'''
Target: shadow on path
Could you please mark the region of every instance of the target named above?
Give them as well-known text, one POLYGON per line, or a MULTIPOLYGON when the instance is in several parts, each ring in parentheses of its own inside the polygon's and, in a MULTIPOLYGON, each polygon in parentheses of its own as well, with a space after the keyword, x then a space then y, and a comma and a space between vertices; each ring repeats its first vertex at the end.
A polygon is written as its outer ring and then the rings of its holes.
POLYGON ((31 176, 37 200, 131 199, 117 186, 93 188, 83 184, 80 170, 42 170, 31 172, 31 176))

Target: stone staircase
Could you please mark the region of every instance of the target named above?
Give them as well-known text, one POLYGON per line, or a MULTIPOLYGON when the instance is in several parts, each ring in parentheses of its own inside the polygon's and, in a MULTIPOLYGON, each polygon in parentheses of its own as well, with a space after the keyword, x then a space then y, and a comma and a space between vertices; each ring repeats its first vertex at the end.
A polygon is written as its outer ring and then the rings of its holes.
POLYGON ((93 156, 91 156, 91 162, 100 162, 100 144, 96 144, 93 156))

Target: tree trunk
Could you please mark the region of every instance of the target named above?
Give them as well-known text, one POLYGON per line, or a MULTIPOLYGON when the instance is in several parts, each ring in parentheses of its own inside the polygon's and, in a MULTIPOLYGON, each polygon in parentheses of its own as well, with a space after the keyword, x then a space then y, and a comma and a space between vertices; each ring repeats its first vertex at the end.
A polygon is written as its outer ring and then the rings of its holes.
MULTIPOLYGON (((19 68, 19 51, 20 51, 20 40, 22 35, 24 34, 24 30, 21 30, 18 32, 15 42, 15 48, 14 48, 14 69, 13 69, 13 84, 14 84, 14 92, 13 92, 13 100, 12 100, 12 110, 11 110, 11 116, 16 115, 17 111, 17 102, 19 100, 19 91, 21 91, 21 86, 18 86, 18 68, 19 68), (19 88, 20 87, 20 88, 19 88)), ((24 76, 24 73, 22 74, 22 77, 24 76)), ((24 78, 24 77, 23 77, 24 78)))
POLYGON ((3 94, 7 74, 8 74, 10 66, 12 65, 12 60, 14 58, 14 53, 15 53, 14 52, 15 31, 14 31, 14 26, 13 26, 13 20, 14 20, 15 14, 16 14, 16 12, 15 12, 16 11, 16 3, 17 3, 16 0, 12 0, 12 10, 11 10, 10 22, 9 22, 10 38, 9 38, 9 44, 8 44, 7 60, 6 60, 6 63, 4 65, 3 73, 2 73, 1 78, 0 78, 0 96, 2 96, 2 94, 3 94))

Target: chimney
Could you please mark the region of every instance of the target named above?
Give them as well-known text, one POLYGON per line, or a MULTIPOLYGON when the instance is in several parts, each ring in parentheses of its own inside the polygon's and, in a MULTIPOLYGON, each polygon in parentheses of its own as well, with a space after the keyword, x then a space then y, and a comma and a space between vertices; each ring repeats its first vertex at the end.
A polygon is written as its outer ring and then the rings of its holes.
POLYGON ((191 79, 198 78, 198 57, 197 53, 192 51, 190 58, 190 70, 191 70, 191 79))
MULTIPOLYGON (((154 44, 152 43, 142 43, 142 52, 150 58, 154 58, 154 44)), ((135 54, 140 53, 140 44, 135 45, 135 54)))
'''
• _YOUR GOAL_
Reproduce the data exactly, character for character.

• _REPLY TO THE TASK_
Target: shadow on path
Could you please mark the region of every instance of the target named above?
Give them as well-known text, one POLYGON per line, or a MULTIPOLYGON when the instance is in several parts, each ring in parentheses of its own inside the polygon's and, in a MULTIPOLYGON, each polygon in parentheses of its own as well, with a space after the keyword, x then a space then y, and a comma and a space between vertices; each ring repeats its first vertex at the end.
A polygon is written as its outer ring and then the rings of its holes.
POLYGON ((31 176, 37 200, 131 199, 117 186, 93 188, 83 184, 80 170, 42 170, 31 172, 31 176))

Target: stone staircase
Could you please mark the region of every instance of the target named above?
Give them as well-known text, one POLYGON per line, or a MULTIPOLYGON when the instance is in several parts, each ring in parentheses of its own inside the polygon's and, in a MULTIPOLYGON, each polygon in parentheses of its own as well, with a space after the keyword, x then a space then y, and a comma and a space between vertices; each ring repeats its first vertex at the end.
A polygon is written as its outer ring and then the rings of its holes.
POLYGON ((93 156, 91 156, 91 162, 100 162, 100 144, 96 144, 93 156))

Target: tree trunk
Could you please mark the region of every instance of the target named above?
Give them as well-known text, one POLYGON per line, or a MULTIPOLYGON when the instance is in several parts, each ring in parentheses of its own inside the polygon's and, in a MULTIPOLYGON, each polygon in parentheses of its own as well, with a space after the keyword, x then a space then y, and a comma and a space between vertices; each ring repeats its first vertex at the end.
A polygon is written as its outer ring and then the rings of its holes.
MULTIPOLYGON (((19 68, 19 51, 20 51, 20 40, 22 35, 24 34, 24 30, 21 30, 18 32, 15 42, 15 48, 14 48, 14 69, 13 69, 13 84, 14 84, 14 92, 13 92, 13 100, 12 100, 12 110, 11 110, 11 116, 16 115, 17 111, 17 102, 19 100, 19 91, 21 91, 21 86, 18 86, 18 68, 19 68), (19 88, 20 87, 20 88, 19 88)), ((24 76, 24 73, 22 74, 22 77, 24 76)), ((24 78, 24 77, 23 77, 24 78)))
POLYGON ((3 94, 7 74, 8 74, 10 66, 12 65, 12 60, 14 58, 14 53, 15 53, 14 52, 15 31, 14 31, 14 26, 13 26, 13 20, 14 20, 15 14, 16 14, 16 12, 15 12, 16 11, 16 3, 17 3, 16 0, 12 0, 12 10, 11 10, 10 22, 9 22, 10 38, 9 38, 9 44, 8 44, 7 60, 6 60, 6 63, 4 65, 3 73, 2 73, 1 78, 0 78, 0 96, 2 96, 2 94, 3 94))

Target: chimney
Could you please mark the region of every instance of the target named above?
Give them as well-known text, one POLYGON per line, or a MULTIPOLYGON when the instance is in several parts, each ring in parentheses of its own inside the polygon's and, in a MULTIPOLYGON, each polygon in parentheses of its own as well, with a space after the keyword, x then a space then y, and a comma and a space between vertices; each ring repeats its first vertex at the end.
A polygon is written as its outer ring and then the rings of its holes.
POLYGON ((191 79, 198 78, 198 57, 197 53, 192 51, 190 58, 190 70, 191 70, 191 79))
MULTIPOLYGON (((154 44, 152 43, 142 43, 142 52, 150 58, 154 58, 154 44)), ((135 54, 140 53, 140 44, 135 45, 135 54)))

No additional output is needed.